Your instructions: Under this task are some entries; return every one of them exactly.

Data extracts:

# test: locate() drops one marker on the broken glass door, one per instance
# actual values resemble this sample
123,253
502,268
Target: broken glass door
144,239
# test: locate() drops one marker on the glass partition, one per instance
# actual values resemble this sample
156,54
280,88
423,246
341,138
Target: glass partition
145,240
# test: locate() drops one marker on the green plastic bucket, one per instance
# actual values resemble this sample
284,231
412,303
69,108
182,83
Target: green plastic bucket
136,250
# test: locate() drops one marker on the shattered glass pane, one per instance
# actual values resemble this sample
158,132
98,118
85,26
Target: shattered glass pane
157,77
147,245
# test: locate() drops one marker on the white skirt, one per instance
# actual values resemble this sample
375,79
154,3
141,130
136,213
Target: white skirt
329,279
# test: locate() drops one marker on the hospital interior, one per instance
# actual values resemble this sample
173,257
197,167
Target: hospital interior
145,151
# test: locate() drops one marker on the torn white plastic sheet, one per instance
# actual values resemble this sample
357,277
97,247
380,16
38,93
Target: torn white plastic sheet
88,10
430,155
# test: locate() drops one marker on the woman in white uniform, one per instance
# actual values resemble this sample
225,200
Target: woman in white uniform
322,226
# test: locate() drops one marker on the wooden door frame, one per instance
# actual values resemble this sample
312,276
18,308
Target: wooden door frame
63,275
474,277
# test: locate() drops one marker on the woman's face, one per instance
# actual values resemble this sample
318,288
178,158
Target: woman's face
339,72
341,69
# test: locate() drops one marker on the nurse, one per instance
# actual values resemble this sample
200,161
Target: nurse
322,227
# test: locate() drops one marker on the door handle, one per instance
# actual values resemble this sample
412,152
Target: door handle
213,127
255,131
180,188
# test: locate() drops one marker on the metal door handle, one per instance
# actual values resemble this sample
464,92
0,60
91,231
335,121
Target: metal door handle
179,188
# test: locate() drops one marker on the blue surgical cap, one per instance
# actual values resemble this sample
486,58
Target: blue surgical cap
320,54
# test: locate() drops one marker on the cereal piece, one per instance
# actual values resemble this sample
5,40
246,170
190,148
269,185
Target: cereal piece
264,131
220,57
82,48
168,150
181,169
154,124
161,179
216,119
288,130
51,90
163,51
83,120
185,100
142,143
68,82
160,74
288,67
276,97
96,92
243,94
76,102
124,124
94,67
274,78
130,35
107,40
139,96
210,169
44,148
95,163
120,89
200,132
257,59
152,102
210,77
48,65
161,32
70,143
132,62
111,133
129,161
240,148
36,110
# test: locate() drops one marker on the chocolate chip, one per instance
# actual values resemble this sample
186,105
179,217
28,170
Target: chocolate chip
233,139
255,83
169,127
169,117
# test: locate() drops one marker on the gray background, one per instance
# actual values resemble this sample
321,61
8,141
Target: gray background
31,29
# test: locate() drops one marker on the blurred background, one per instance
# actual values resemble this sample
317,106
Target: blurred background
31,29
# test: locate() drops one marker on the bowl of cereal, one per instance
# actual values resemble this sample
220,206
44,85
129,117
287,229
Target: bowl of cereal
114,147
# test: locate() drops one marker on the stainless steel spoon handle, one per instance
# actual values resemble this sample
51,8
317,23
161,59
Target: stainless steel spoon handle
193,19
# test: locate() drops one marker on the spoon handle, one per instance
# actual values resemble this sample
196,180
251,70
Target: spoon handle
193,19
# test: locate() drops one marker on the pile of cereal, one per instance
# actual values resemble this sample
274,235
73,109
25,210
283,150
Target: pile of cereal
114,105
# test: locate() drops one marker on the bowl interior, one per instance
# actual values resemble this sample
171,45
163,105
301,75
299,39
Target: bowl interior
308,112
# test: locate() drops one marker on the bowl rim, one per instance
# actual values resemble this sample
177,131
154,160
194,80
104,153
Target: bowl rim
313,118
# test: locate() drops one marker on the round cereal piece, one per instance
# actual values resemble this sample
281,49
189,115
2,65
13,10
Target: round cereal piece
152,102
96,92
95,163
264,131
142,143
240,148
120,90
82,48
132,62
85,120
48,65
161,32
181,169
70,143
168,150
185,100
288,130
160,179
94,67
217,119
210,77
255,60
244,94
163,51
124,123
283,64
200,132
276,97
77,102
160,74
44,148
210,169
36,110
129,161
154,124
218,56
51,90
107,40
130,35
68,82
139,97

The answer:
# test: locate() drops one marker on the broken glass door, one per instance
# actual values resemble this sample
123,253
502,268
Target: broken glass door
144,239
# test: locate() drops one marker on the glass partition, one per instance
# actual values resemble this sample
156,54
280,88
423,246
341,138
Target: glass partition
145,240
# test: locate() drops one marker on the green plastic bucket, one per instance
# actual values resemble this sample
284,231
412,303
69,108
182,83
Target: green plastic bucket
136,250
# test: locate() drops one marker on the shattered glass pane, one per instance
# actual values resemble this sample
158,132
98,118
85,26
Target: shattered glass pane
157,77
147,245
# test: locate() drops one marker on the white skirt, one per instance
# actual values resemble this sample
375,79
154,3
141,130
136,213
Target: white skirt
329,279
# test: locate() drops one marker on the hospital interior, one per instance
# actual values resemble this sample
173,257
197,167
Target: hospital interior
145,151
# test: locate() drops one marker on the torn white plastic sheet, one per instance
# actual values resemble this sample
357,277
97,247
380,16
38,93
Target: torn white plastic sheet
88,10
430,155
# test: locate() drops one marker on the woman in white uniform, one per instance
# actual values resemble this sample
225,200
Target: woman in white uniform
322,226
# test: locate() drops one marker on the wooden door frame, one per instance
# actual values resemble this sample
312,276
18,308
Target: wooden door frame
63,275
474,277
# test: locate() drops one marker on the woman's face, one per instance
# actual values resemble this sample
318,288
178,158
Target: woman's face
339,72
341,69
# test: locate() drops one marker on the nurse, one per instance
# actual values resemble this sample
200,161
Target: nurse
322,227
# test: locate() drops one marker on the door handle, one per instance
# actual values resemble this sample
412,152
Target: door handle
213,127
255,131
180,188
# test: locate() drops one marker on the metal door handle, one per instance
# actual values resemble this sample
464,92
0,60
91,231
335,121
Target: metal door handle
179,188
# test: locate() drops one marker on the blue surgical cap, one per instance
# actual values resemble this sample
486,58
Target: blue surgical cap
320,54
# test: locate() drops one marker on the cereal piece, one per instance
# actual values resemble this sample
5,40
246,170
190,148
269,185
Target: cereal piece
264,131
220,57
82,48
168,150
181,169
154,124
161,179
216,119
288,130
51,90
163,51
83,120
185,100
142,143
68,82
160,74
288,67
276,97
96,92
243,94
76,102
124,124
94,67
274,78
130,35
107,40
139,96
210,169
44,148
95,163
120,89
200,132
257,59
152,102
210,77
48,65
161,32
70,143
132,62
111,133
129,161
240,148
36,110
# test: locate() drops one marker on the chocolate chip, one per instance
# actual values resemble this sample
186,105
179,217
28,170
Target: chocolate chip
233,139
255,83
169,127
169,117
# test: locate() drops one marker on the gray background, one per instance
# actual values resemble this sample
321,61
8,141
Target: gray background
31,29
# test: locate() drops one marker on the blurred background, one per instance
# actual values resemble this sample
317,106
Target: blurred background
31,29
# test: locate() drops one marker on the bowl of cereal, one per instance
# actual values resemble this sample
220,206
44,85
129,117
287,229
Target: bowl of cereal
114,147
# test: locate() drops one marker on the stainless steel spoon handle, one per instance
# actual values resemble this sample
51,8
317,23
161,59
Target: stainless steel spoon handle
193,19
# test: locate() drops one marker on the spoon handle, one per instance
# actual values resemble this sample
196,180
251,70
Target: spoon handle
193,19
# test: locate() drops one marker on the pile of cereal, one per instance
# actual values resemble this sample
274,235
73,109
25,210
283,150
Target: pile of cereal
114,105
# test: locate() drops one marker on the bowl interior, one per instance
# actual values resemble this sample
171,45
163,105
301,75
299,39
Target: bowl interior
308,112
# test: locate() drops one marker on the bowl rim, one per instance
# actual values resemble this sample
177,131
154,160
194,80
104,153
Target: bowl rim
313,118
# test: locate() drops one marker on the round cereal piece, one per instance
# actual values resemble this sample
281,49
189,115
2,65
13,10
Target: round cereal piece
152,102
96,92
95,163
264,131
142,143
240,148
120,90
82,48
132,62
85,120
48,65
161,32
181,169
70,143
168,150
185,100
288,130
160,179
94,67
217,119
210,77
255,60
244,94
163,51
124,123
283,64
200,132
276,97
77,102
160,74
44,148
210,169
36,110
129,161
154,124
218,56
51,90
107,40
130,35
68,82
139,97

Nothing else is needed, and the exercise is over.